DOCUMENT TEXT:
=-=-=
No. 4: The Carlos Gomez Trade

The fourth best present comes as a fortunate turn of events when Carlos Gomez was traded to the Houston Astros instead of the New York Mets.

After a failed deal for Zack Wheeler and Wilmer Flores, the Brewers turned around and swung a trade netting a larger return. Milwaukee dealt Mike Fiers and Carlos Gomez for Josh Hader, Adrian Houser, Brett Phillips, and Domingo Santana. Fiers was in the middle of a solid season as a middle of the rotation pitcher and even improved his ERA once arriving in Houston. However, he lost his strikeout touch and began his decline into the pitcher he is today.

Carlos Gomez, on the other hand, never experienced the same success in Houston that he had in Milwaukee. His bat fell apart and he wasn’t nearly the same threat on the basepaths. He only began to return to a portion of his old self as a Ranger before moving to Tampa Bay.

The Milwaukee Brewers got a massive return from Houston for the two veterans. Up until last year, Hader, Houser, Santana, and Phillips were the future of Milwaukee. Now only two remain on the roster while the other two were sent away for other pieces.

Brett Phillips was pegged as the excessively talented defensive outfielder with decent speed and potential to grow into a serviceable enough bat. However, stuck in an outfield logjam, Phillips was designated to at best a fourth outfielder role. Yet he produced similar to Brinson, being packaged in a trade for Mike Moustakas this past year.
=-=-=
WRITTEN EXERCISE 1: In the piece on the Carlos Gomez trade, which two players did Milwaukee send to Houston?
WRITTEN EXERCISE 2: Pick up the piece on the Carlos Gomez trade after its last sentence and carry it further.

INFORMATION PROVIDED:
=-=-=
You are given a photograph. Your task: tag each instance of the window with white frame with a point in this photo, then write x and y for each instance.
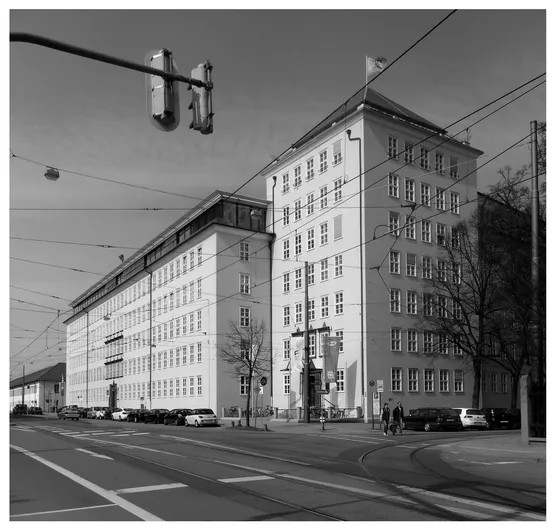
=-=-=
EXERCISE RESULT 1: Mike Fiers and Carlos Gomez.

EXERCISE RESULT 2:
Domingo Santana, another outfielder plagued by the additions of Lorenzo Cain and Christian Yelich, was also on his way to be the future of the Brewers. Going into the 2018 season, he was one of the most exciting young players after producing as a top 15 outfielder offensively. But he followed up his breakout year with a disappointment in 2018, ensuring his fate of a trade in the offseason.

One of the two left on Milwaukee’s roster is Adrian Houser, a 25-year-old right hander. Though developed as a starter, he has only appeared as a reliever and seems to be on track to settle into that roll. He’s struggled with injuries but has an impressive two pitches that could play well in the bullpen.

Finally comes the star of the deal, Josh Hader. The young, left handed reliever has done nothing but excel thus far in the majors. His strikeout numbers continue to increase, and reached absurd levels this past season. Hader is one of few relievers changing how pitching is handled in baseball in providing a multi-inning fireballer that garners attention without high save totals.